§ **Supplied data**
((

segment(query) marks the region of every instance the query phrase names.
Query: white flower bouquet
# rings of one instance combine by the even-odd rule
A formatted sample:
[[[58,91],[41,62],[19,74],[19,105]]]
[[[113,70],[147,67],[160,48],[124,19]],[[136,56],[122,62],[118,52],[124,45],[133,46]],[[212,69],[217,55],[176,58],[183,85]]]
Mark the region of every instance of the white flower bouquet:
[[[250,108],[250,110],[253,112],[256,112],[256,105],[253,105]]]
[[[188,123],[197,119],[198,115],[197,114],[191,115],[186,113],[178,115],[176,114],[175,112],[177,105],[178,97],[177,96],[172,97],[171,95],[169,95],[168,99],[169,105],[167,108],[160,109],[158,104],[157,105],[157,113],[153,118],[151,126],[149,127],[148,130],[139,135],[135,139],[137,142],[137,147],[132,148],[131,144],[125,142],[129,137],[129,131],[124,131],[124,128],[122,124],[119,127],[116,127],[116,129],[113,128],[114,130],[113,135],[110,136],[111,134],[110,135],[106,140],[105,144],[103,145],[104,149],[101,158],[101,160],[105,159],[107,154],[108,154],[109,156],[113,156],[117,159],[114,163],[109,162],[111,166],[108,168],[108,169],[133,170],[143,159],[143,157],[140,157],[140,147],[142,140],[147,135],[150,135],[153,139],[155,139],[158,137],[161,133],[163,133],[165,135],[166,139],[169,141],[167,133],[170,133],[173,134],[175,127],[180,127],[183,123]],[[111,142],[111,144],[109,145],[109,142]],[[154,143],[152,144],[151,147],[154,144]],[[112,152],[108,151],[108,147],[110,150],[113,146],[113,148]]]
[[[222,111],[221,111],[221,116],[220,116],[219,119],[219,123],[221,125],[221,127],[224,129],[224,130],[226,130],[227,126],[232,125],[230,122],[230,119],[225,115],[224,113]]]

))

§ **Stated goal**
Lay out the records as a numbered list, leaving out blank lines. Start at the first line of the records and end at the line that contains "[[[250,108],[250,110],[253,112],[256,112],[256,105],[253,105]]]", with both included.

§ **Exercise output**
1. segment(query) marks the region of every instance the query phrase names.
2. Query: white flower bouquet
3. # rings of one instance combine by the even-odd rule
4. A formatted sample:
5. [[[58,91],[41,62],[19,74],[19,105]]]
6. [[[113,70],[147,67],[160,48],[124,19]],[[136,56],[122,62],[118,52],[124,45],[133,46]],[[212,69],[217,55],[176,58],[183,85]]]
7. Mark the region of every instance of the white flower bouquet:
8. [[[250,108],[250,110],[253,112],[256,112],[256,105],[253,105]]]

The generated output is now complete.